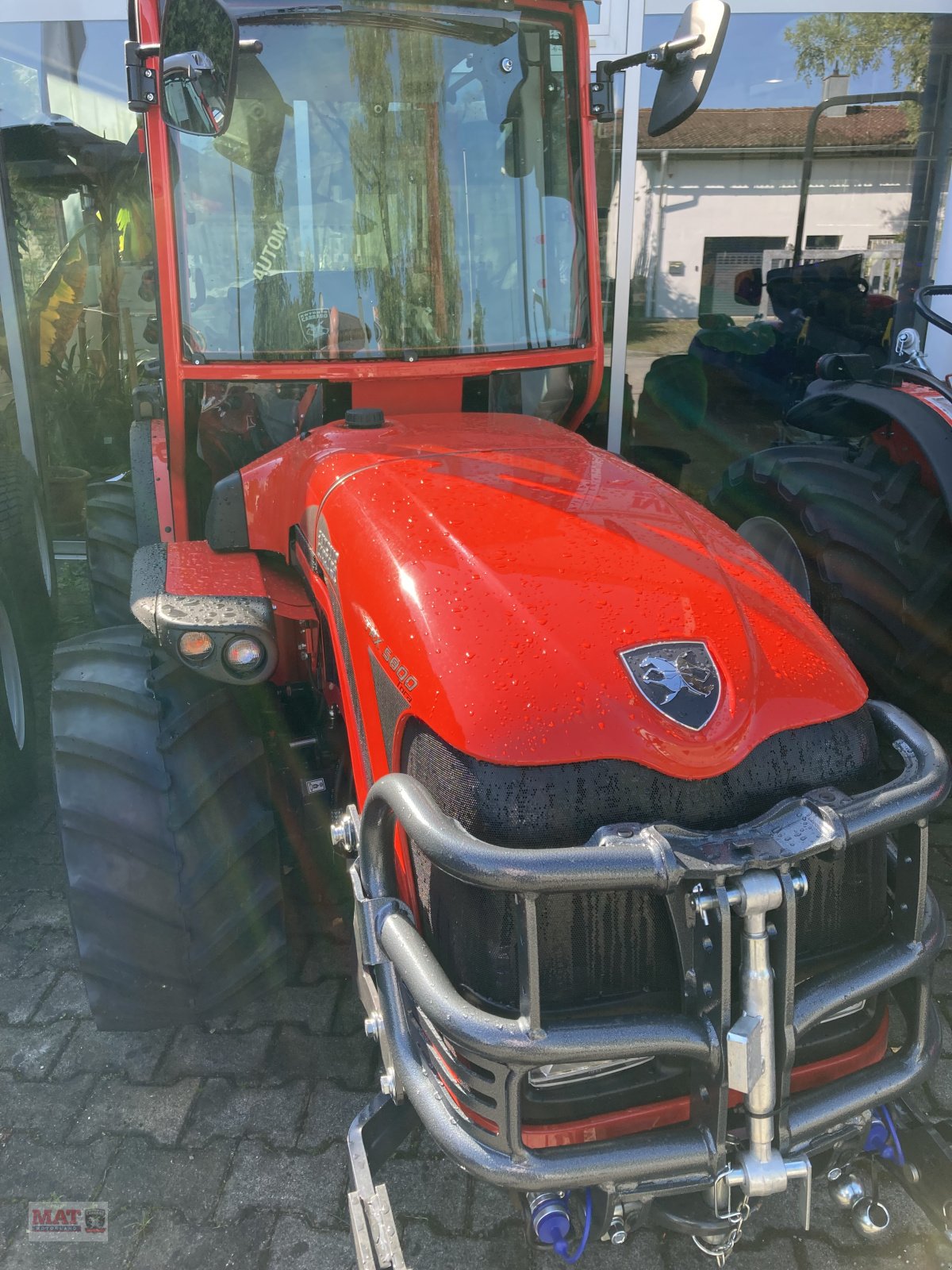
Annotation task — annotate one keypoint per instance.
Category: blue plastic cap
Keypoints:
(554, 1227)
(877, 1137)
--
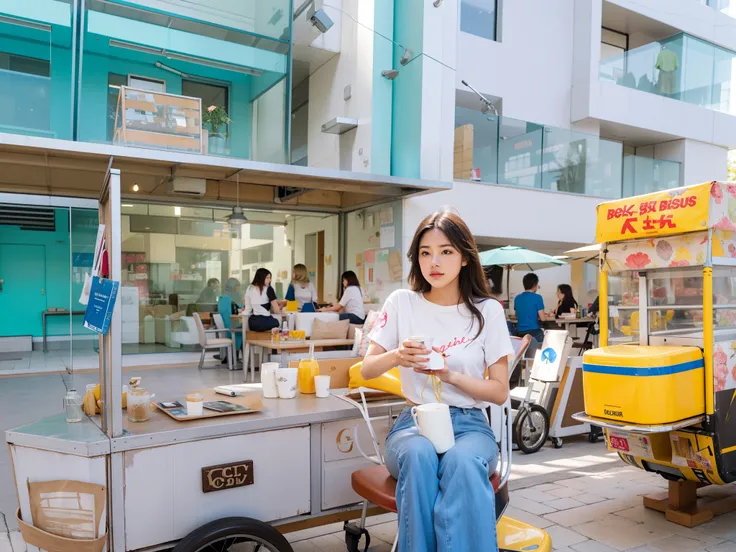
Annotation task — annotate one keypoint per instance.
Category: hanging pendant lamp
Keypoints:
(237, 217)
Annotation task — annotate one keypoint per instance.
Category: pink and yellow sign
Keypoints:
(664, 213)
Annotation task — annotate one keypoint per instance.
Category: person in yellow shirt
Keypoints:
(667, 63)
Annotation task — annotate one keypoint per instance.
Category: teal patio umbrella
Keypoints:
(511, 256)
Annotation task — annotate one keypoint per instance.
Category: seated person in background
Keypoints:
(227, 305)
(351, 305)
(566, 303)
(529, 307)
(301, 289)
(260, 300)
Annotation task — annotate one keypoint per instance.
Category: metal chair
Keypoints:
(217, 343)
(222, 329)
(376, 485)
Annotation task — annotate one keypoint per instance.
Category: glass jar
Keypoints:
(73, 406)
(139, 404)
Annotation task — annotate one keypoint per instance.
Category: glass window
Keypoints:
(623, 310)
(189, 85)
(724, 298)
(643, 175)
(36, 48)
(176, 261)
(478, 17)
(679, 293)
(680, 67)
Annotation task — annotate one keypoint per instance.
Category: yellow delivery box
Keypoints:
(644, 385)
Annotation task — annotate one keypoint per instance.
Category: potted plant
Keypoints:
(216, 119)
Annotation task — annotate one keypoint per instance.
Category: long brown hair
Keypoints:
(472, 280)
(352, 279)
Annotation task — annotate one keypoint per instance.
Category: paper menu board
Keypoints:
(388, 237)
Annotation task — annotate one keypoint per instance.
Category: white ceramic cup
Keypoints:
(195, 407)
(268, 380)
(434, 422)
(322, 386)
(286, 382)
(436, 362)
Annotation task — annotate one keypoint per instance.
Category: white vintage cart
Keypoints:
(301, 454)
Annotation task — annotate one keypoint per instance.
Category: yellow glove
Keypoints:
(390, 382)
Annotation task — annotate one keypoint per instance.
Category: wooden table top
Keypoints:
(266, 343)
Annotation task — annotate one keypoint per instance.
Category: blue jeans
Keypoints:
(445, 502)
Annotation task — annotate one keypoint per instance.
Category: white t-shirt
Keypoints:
==
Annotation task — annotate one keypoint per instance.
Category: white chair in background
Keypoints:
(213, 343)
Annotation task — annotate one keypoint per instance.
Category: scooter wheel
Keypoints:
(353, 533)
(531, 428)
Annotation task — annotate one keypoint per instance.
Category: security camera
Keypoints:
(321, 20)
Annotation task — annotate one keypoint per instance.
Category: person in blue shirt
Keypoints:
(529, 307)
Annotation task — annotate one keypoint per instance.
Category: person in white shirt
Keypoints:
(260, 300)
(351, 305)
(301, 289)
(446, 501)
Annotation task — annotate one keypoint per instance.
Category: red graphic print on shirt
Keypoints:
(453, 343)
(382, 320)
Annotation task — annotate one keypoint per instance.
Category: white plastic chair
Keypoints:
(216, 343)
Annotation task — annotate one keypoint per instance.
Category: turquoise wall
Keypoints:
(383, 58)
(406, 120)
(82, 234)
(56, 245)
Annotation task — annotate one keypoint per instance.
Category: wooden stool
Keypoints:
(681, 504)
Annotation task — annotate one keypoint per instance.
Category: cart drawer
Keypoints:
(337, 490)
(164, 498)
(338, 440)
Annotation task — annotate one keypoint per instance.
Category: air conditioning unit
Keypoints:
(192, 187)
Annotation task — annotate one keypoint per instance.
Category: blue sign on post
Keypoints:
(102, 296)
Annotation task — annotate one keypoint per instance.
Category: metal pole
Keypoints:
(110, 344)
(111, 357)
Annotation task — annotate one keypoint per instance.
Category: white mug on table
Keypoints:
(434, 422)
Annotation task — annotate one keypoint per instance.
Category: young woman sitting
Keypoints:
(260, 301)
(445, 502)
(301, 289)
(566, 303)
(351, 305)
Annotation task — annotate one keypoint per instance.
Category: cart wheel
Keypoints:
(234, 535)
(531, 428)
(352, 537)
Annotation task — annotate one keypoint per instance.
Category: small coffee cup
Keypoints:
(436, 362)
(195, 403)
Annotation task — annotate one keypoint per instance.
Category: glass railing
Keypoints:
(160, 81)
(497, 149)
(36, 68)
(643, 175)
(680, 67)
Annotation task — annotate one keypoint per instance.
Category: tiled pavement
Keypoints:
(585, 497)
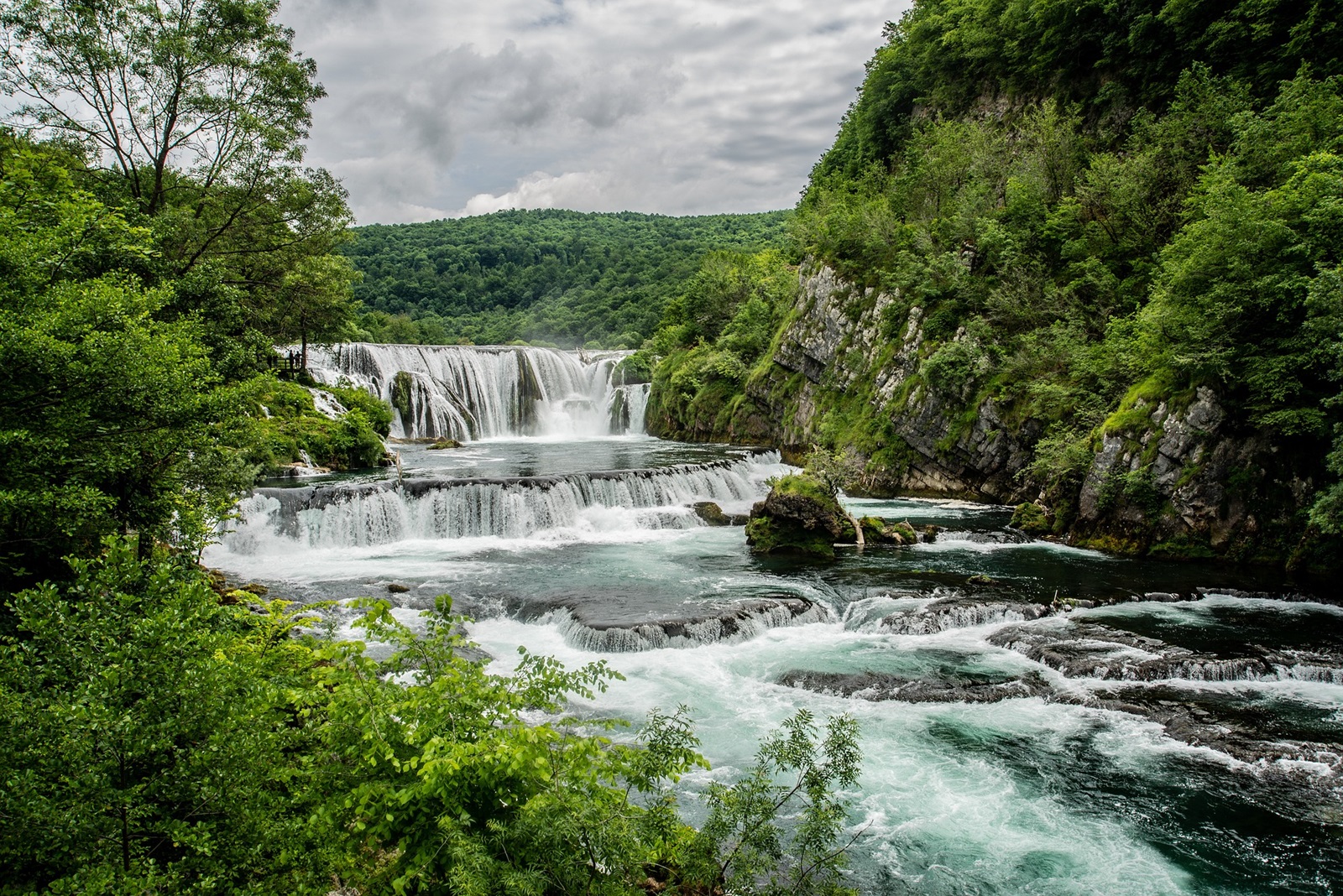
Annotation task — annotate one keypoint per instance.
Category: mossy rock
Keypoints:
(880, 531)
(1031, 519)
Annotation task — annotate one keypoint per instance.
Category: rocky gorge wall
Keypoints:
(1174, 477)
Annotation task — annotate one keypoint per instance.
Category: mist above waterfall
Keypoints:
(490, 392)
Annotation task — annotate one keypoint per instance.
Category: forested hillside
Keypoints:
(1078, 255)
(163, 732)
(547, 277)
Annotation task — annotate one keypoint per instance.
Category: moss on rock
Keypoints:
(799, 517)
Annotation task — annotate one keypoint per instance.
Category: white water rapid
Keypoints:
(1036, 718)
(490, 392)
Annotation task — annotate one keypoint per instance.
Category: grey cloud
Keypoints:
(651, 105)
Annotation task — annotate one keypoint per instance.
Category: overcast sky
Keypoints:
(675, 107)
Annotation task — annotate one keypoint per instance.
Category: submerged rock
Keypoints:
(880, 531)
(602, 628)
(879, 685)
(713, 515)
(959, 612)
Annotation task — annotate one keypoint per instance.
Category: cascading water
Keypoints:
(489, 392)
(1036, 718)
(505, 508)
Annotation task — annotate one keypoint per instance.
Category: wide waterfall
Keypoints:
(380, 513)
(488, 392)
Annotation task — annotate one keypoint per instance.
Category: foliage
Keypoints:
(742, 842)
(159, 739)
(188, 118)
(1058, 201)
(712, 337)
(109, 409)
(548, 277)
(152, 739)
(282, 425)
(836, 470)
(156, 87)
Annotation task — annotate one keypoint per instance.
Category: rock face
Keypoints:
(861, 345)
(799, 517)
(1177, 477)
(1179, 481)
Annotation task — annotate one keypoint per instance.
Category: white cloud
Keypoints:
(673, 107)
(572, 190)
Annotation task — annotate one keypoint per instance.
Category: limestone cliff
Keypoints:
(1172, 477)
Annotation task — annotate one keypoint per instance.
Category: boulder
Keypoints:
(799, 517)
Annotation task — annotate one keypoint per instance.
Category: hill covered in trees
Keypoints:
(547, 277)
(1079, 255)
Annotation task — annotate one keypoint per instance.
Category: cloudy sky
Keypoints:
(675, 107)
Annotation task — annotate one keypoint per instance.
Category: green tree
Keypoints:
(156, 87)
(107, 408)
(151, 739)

▶ Problem to work on: Which lines in the records above contain the word "person"? Copy each one.

▶ Answer box:
Category: person in yellow shirt
Category: seated person in background
Category: person in blue shirt
Category: person in white shirt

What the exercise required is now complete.